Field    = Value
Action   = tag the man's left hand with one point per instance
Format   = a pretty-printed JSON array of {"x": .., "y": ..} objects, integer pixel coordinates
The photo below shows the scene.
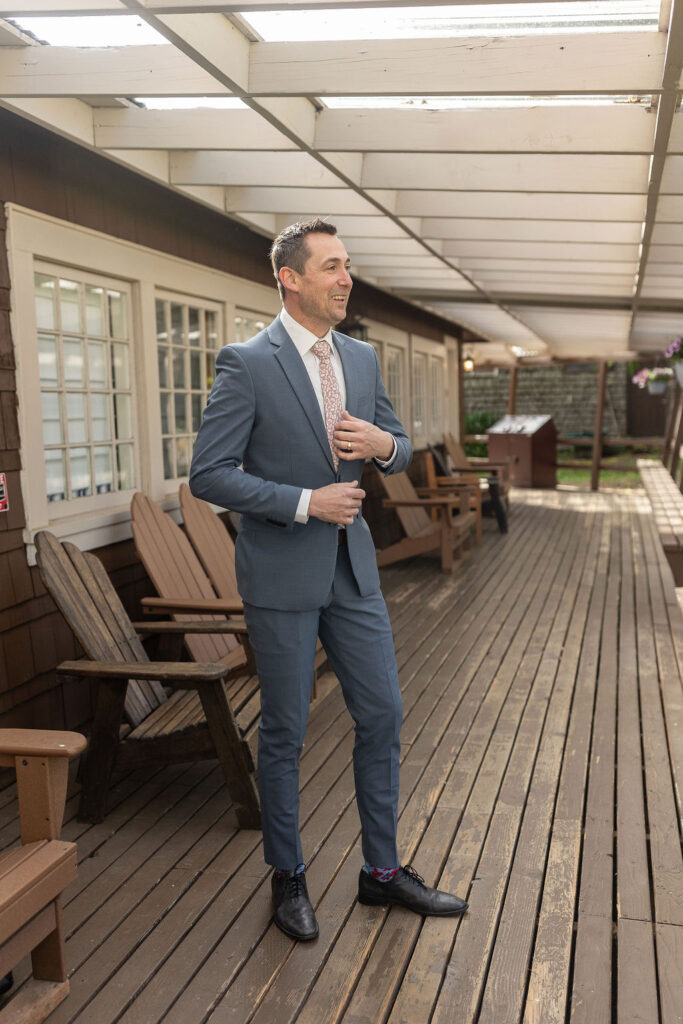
[{"x": 356, "y": 438}]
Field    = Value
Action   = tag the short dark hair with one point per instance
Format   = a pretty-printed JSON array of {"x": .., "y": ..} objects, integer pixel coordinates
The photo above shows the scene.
[{"x": 290, "y": 248}]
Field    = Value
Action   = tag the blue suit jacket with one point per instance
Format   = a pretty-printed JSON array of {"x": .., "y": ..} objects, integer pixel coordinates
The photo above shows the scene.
[{"x": 263, "y": 415}]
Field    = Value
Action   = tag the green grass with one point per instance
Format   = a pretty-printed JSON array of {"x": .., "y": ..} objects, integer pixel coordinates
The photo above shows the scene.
[{"x": 608, "y": 477}]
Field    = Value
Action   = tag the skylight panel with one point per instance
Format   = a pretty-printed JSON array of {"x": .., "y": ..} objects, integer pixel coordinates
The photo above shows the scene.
[
  {"x": 477, "y": 102},
  {"x": 419, "y": 22},
  {"x": 90, "y": 31}
]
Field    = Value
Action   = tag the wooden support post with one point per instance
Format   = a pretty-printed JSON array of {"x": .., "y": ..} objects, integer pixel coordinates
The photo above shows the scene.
[
  {"x": 461, "y": 394},
  {"x": 673, "y": 425},
  {"x": 597, "y": 431},
  {"x": 512, "y": 393}
]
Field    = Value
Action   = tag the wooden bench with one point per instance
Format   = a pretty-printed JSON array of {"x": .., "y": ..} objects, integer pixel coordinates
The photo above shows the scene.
[
  {"x": 33, "y": 876},
  {"x": 667, "y": 502}
]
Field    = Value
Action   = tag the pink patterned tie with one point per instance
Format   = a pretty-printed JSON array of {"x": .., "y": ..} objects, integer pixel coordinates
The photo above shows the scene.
[{"x": 331, "y": 393}]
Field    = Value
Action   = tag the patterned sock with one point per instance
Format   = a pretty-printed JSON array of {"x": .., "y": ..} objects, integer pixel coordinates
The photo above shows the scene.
[
  {"x": 381, "y": 873},
  {"x": 282, "y": 872}
]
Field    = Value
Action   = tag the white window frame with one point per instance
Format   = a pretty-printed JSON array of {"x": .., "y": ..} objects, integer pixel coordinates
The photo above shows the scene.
[
  {"x": 432, "y": 432},
  {"x": 38, "y": 238},
  {"x": 162, "y": 295},
  {"x": 385, "y": 339},
  {"x": 36, "y": 470}
]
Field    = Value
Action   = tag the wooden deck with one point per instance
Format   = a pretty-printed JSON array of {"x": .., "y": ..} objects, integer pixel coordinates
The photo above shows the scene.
[{"x": 543, "y": 752}]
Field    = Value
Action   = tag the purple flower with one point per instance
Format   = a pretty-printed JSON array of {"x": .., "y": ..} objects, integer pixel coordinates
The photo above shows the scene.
[{"x": 674, "y": 350}]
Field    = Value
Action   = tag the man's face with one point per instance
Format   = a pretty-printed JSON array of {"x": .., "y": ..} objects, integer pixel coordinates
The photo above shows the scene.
[{"x": 324, "y": 288}]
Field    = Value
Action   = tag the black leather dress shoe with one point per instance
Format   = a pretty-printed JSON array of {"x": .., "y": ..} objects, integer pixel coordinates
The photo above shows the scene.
[
  {"x": 408, "y": 889},
  {"x": 292, "y": 910}
]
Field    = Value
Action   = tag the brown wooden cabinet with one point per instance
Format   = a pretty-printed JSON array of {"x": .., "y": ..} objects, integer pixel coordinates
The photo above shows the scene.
[{"x": 529, "y": 442}]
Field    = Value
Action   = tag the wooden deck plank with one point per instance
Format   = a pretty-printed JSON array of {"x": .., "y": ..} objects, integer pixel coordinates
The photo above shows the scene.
[
  {"x": 542, "y": 757},
  {"x": 349, "y": 797},
  {"x": 184, "y": 1007},
  {"x": 478, "y": 737}
]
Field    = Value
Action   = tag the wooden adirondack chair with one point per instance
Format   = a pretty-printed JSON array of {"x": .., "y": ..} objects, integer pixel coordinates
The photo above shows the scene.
[
  {"x": 195, "y": 722},
  {"x": 34, "y": 875},
  {"x": 214, "y": 548},
  {"x": 501, "y": 470},
  {"x": 451, "y": 534},
  {"x": 444, "y": 482}
]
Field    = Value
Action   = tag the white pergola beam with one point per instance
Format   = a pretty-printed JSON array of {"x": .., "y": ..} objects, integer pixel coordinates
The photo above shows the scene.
[
  {"x": 284, "y": 169},
  {"x": 507, "y": 172},
  {"x": 540, "y": 250},
  {"x": 488, "y": 267},
  {"x": 25, "y": 8},
  {"x": 599, "y": 62},
  {"x": 70, "y": 118},
  {"x": 330, "y": 202},
  {"x": 117, "y": 71},
  {"x": 530, "y": 206},
  {"x": 196, "y": 129},
  {"x": 531, "y": 230},
  {"x": 540, "y": 129}
]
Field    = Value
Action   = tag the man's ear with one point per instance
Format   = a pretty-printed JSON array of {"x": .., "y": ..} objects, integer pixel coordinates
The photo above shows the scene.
[{"x": 288, "y": 278}]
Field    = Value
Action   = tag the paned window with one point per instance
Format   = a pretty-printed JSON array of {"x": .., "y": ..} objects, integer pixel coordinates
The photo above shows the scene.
[
  {"x": 419, "y": 394},
  {"x": 436, "y": 396},
  {"x": 394, "y": 378},
  {"x": 86, "y": 385},
  {"x": 248, "y": 324},
  {"x": 187, "y": 340}
]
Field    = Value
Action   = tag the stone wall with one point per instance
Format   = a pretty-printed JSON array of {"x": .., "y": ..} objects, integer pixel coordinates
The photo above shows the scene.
[{"x": 567, "y": 393}]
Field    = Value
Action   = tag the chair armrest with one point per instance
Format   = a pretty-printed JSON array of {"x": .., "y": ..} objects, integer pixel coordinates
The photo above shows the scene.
[
  {"x": 40, "y": 743},
  {"x": 40, "y": 759},
  {"x": 447, "y": 501},
  {"x": 449, "y": 484},
  {"x": 210, "y": 605},
  {"x": 169, "y": 672},
  {"x": 193, "y": 626}
]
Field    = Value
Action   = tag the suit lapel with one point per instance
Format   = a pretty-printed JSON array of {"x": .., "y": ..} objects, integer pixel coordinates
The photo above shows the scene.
[
  {"x": 292, "y": 365},
  {"x": 350, "y": 375}
]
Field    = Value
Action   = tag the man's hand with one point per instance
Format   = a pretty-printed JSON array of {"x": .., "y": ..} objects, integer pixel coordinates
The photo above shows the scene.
[
  {"x": 366, "y": 440},
  {"x": 337, "y": 503}
]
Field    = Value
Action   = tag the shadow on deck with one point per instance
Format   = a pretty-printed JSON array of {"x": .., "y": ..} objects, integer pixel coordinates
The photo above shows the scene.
[{"x": 543, "y": 753}]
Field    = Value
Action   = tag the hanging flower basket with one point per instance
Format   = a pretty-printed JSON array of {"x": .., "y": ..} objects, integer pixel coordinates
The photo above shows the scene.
[
  {"x": 654, "y": 379},
  {"x": 674, "y": 353}
]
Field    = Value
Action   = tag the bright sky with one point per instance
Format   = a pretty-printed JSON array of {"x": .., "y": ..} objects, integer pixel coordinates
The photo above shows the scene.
[{"x": 387, "y": 23}]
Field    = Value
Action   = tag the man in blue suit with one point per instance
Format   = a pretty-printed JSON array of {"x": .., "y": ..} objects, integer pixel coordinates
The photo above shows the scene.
[{"x": 293, "y": 415}]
---
• _What to do_:
Above are the records; from them, give again exactly the lines from the one containing "panel with one point per instance" through the one containing "tie with one point per instance", both included.

• _Solution for this problem_:
Action   = tag the skylight panel with one point per instance
Format   = a pretty-printed JSON array of {"x": .., "y": ..} objects, integer pixel coordinates
The photo above shows the scene.
[
  {"x": 477, "y": 102},
  {"x": 419, "y": 22},
  {"x": 90, "y": 31}
]
Field    = Value
Action   = tag the wooden support post with one point per instance
Format   = a pretty-printed JSON array of {"x": .., "y": ..} objects, integer pixel coordinates
The photo above shows the scene.
[
  {"x": 461, "y": 394},
  {"x": 673, "y": 425},
  {"x": 597, "y": 431},
  {"x": 512, "y": 393}
]
Field    = Value
Action   = tag the wooden bench with one point per instance
Format   = a pretty-printed JSON array of {"x": .., "y": ..} objects, integer pixel coordinates
The photo above shows the scene.
[
  {"x": 33, "y": 876},
  {"x": 667, "y": 502}
]
Field    = Value
Action   = tag the pink patterned tie with one point per instance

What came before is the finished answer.